## WORK ITEM
Write out the line that contains "Query: white window frame" and every line after it through the end of the entries, exactly as given and with no other lines.

Segment Start: MATERIAL FOR THIS EXERCISE

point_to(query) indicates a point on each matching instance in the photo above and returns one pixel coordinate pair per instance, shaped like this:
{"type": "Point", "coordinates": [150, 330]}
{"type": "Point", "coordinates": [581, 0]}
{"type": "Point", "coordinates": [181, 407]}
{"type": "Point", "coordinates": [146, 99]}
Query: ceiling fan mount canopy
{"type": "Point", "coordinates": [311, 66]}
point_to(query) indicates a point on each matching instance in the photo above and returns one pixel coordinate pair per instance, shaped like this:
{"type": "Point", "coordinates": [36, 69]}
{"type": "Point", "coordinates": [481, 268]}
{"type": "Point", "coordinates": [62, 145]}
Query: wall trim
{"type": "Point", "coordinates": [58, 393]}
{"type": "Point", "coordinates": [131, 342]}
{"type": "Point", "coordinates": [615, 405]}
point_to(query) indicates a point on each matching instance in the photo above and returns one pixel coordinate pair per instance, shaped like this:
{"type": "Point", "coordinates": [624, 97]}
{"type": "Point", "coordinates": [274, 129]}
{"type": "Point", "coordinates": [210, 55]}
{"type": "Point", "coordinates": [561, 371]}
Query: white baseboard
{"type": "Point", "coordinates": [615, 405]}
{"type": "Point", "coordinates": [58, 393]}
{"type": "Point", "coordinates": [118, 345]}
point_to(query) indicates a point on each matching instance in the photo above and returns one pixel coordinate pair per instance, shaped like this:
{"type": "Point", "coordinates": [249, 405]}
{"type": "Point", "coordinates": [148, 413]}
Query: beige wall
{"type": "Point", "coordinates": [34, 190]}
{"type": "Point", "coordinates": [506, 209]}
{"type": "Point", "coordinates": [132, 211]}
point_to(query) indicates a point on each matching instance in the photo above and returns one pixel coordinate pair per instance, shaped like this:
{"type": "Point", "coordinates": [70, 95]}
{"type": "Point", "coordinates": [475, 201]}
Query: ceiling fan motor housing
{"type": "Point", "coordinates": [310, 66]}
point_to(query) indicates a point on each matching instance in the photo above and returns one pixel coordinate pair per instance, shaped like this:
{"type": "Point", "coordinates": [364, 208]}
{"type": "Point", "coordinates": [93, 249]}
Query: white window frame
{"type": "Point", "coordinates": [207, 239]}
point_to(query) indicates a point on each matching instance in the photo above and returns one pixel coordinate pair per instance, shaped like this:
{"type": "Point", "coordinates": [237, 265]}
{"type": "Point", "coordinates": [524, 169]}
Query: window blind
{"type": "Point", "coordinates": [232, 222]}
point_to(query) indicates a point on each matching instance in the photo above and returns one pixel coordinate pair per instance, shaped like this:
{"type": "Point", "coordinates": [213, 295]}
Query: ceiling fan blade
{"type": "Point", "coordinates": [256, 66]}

Segment End: MATERIAL FOR THIS EXERCISE

## ANSWER SPACE
Query: white window frame
{"type": "Point", "coordinates": [207, 239]}
point_to(query) indicates a point on each matching instance in the photo above and returns one pixel coordinate pair per instance, shaped like this:
{"type": "Point", "coordinates": [237, 265]}
{"type": "Point", "coordinates": [524, 169]}
Query: window blind
{"type": "Point", "coordinates": [232, 222]}
point_to(query) indicates a point on each matching instance in the photo above and returns one pixel coordinate pair per instance, shaped like this:
{"type": "Point", "coordinates": [213, 295]}
Query: ceiling fan blade
{"type": "Point", "coordinates": [256, 66]}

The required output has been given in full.